FRAGMENTO SELECCIONADO:
CON EL ESPÍRITU SANTO CULTIVAMOS LA ESPERANZA DE PAZ, FRATERNIDAD Y JUSTICIA: HOMILÍA DEL PAPA EN LA MISA DE LA SOLEMNIDAD DE PENTECOSTÉS (19/05/2024)

Fuerte y dulce. Poderoso y amable. Para definir al Espíritu Santo, en la homilía de la Misa de Pentecostés en la Basílica de San Pedro este 19 de mayo, el Papa Francisco recurre a imágenes que parecerían contraponerse y que, en cambio, son expresión de la misma acción que el Espíritu sopla en nosotros y alimenta la misión de la Iglesia. El “paráclito” que transforma los corazones, también nos hace audaces para difundir el mensaje del Evangelio a todos, “no con prepotencia e imposiciones – dijo el Papa –, ni con cálculos y engaños, sino con la energía que brota de la fidelidad a la verdad, que el Espíritu enseña”. Reproducimos a continuación el texto completo de su homilía, traducido del italiano:

El relato de Pentecostés (cf. Hch 2, 1-11), Nos muestra dos ámbitos de la acción del Espíritu Santo en la Iglesia: en nosotros y en la misión, con dos características: la fuerza y la gentileza.

La acción del Espíritu en nosotros es fuerte, como lo simbolizan los signos del viento y del fuego, que a menudo en la Biblia se asocian con el poder de Dios (cf. Ex 19, 16-19). Sin esta fuerza, nunca lograríamos vencer al mal, ni a los deseos de la carne de los que habla San Pablo, o a vencer esas pulsiones del alma: la impureza, la idolatría, las discordias, las envidias... (cf. Gal 5, 19-21): con el Espíritu pueden vencerse, Él nos da la fuerza para hacerlo, porque entra en nuestro corazón “árido, rígido y frío” (cf. Secuencia Veni Sancte Spiritus). Esas pulsiones arruinan nuestras relaciones con los demás y dividen a nuestras comunidades, y Él entra en el corazón y cura todo.

También nos lo muestra Jesús, cuando, impulsado por el Espíritu, se retira durante cuarenta días al desierto (cf. Mt 4, 1-11) para ser tentado. Y en ese tiempo también su humanidad crece, se fortalece y se prepara para la misión.

CONSIGNA DE TRABAJO 1:
Responde estas preguntas con datos de la homilía de Pentecostés:
(a) ¿En qué basílica y en qué fecha se celebró la misa?
(b) ¿Qué dos características de la acción del Espíritu Santo señala el relato de Pentecostés?
(c) ¿Cuántos días se retira Jesús al desierto?
CONSIGNA DE TRABAJO 2: Prosigue la homilía de Pentecostés desde su última oración.

DATOS DISPONIBLES:
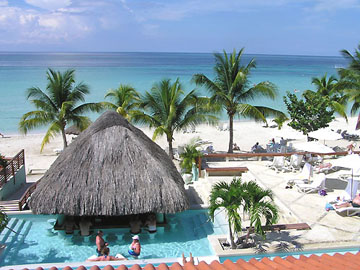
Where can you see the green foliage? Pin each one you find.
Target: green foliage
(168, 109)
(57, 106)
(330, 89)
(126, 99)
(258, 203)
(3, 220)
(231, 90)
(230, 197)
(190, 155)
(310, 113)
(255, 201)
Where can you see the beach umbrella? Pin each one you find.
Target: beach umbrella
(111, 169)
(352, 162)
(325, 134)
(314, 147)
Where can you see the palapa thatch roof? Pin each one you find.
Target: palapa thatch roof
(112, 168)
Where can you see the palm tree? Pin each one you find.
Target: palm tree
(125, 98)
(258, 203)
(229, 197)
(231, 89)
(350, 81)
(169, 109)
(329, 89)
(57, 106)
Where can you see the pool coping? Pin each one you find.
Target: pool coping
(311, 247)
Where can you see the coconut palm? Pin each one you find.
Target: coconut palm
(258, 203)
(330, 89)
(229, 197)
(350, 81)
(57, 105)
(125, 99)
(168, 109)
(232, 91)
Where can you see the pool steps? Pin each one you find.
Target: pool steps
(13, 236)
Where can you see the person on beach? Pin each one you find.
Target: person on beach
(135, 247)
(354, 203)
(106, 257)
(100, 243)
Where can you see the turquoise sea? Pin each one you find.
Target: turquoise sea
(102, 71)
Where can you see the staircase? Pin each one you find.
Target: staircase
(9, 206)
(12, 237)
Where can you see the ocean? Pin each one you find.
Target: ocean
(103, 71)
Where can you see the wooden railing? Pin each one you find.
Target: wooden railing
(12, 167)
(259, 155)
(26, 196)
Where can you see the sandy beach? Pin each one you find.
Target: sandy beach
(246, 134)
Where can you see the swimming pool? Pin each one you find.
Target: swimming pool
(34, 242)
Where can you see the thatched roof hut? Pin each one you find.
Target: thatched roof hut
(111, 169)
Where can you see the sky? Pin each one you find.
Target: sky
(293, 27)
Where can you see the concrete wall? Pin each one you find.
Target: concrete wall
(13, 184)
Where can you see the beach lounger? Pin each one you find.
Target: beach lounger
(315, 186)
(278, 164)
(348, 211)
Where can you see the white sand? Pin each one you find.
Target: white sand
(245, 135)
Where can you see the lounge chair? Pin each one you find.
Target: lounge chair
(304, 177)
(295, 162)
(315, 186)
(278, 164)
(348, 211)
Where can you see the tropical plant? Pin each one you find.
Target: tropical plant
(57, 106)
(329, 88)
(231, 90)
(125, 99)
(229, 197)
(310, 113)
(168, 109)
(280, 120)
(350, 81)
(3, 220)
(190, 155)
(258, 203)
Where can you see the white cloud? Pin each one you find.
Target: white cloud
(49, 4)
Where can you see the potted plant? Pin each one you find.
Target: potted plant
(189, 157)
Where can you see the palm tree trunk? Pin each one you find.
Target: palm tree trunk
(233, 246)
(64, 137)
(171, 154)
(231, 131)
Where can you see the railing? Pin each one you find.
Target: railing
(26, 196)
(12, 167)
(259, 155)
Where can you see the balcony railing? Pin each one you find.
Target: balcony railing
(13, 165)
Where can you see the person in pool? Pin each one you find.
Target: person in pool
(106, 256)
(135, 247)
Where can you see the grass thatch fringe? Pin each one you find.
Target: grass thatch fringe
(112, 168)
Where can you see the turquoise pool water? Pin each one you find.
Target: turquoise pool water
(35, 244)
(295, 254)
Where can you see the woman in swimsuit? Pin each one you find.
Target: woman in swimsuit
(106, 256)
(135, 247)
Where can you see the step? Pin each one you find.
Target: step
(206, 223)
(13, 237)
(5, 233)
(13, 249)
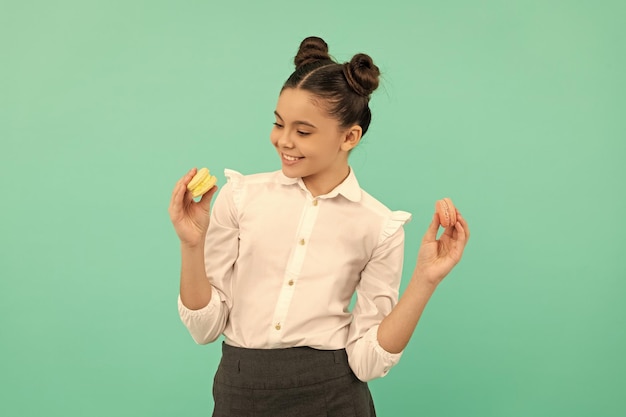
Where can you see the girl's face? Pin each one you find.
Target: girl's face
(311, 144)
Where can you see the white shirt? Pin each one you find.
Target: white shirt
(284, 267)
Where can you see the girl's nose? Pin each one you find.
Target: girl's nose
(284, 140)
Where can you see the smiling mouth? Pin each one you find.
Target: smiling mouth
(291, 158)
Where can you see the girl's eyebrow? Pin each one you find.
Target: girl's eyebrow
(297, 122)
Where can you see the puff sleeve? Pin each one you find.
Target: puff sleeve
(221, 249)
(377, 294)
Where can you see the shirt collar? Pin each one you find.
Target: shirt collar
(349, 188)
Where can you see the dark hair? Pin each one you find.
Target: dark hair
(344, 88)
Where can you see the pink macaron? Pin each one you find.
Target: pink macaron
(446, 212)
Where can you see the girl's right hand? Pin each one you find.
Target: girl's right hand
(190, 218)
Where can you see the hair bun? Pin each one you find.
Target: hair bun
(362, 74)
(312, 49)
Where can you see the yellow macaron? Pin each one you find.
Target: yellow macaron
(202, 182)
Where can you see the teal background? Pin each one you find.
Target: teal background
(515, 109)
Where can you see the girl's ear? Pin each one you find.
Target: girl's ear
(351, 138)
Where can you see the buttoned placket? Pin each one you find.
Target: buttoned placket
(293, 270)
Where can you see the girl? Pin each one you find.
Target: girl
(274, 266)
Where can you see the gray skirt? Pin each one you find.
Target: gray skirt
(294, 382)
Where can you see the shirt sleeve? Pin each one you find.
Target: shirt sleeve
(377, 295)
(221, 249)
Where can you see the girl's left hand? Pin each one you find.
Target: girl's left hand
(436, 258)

RESPUESTA 1:
(a) En la Basílica de San Pedro, el 19 de mayo de 2024.
(b) La fuerza y la gentileza.
(c) Cuarenta días.

RESPUESTA 2:
Al mismo tiempo, la acción del Paráclito en nosotros es también gentil: es fuerte y gentil. El viento y el fuego no destruyen ni incendian lo que tocan: uno llena la casa en la que se encuentran los discípulos y el otro se posa delicadamente, en forma de flamas, sobre la cabeza de cada uno. Y también está delicadeza es un rasgo de la acción de Dios que encontramos muchas veces en la Biblia.

Y es hermoso ver cómo la misma mano robusta y callosa que primero labró los surcos de las pasiones, después delicadamente, siembra las plantitas de la virtud, las “riega”, las “cura” (cf. Secuencia) y las protege con amor, para que te crezcan y se robustezcan, y nosotros podamos saborear, después de la fatiga del combate contra el mal, la dulzura de la misericordia y de la comunión con Dios. Así es el Espíritu: fuerte, nos dan fuerza para vencer, y también delicado. Se habla de la unción del Espíritu, el Espíritu nos unge, está con nosotros. Como dice una hermosa oración de la Iglesia antigua: «Que tu mansedumbre permanezca, oh Señor, conmigo y así los frutos de tu amor» (Odas de Salomón, 14, 6).

El Espíritu Santo, que descendió sobre los discípulos y se hizo cercano – es decir “paráclito” –actúe transformando sus corazones e infundiendo en ellos una «audacia que los impulsa a transmitir a los demás su experiencia de Jesús y la esperanza que los anima» (S. Juan Pablo II, Enc. Redemptoris missio, 24). Como atestiguarán después Pedro y Juan ante el Sanedrín, cuando se pretende imponerles «no hablar de ninguna forma ni enseñar en el nombre de Jesús» (Hch 4, 18); ellos responderán: «No podemos callar lo que hemos visto y oído» (v. 20). Y para responder esto tiene una fuerza del Espíritu Santo.

Y eso es importante también para nosotros, que hemos recibido como don al Espíritu en el Bautismo y la Confirmación. Desde el “cenáculo” de esta Basílica, como los Apóstoles, somos enviados, hoy especialmente, a anunciar el Evangelio a todos, yendo «siempre más allá, no solo en sentido geográfico, sino también más allá de las barreras étnicas y religiosas, para una misión realmente universal» (Redemptoris missio, 25). Y gracias al Espíritu podemos y debemos hacerlo con la misma fuerza y la misma gentileza.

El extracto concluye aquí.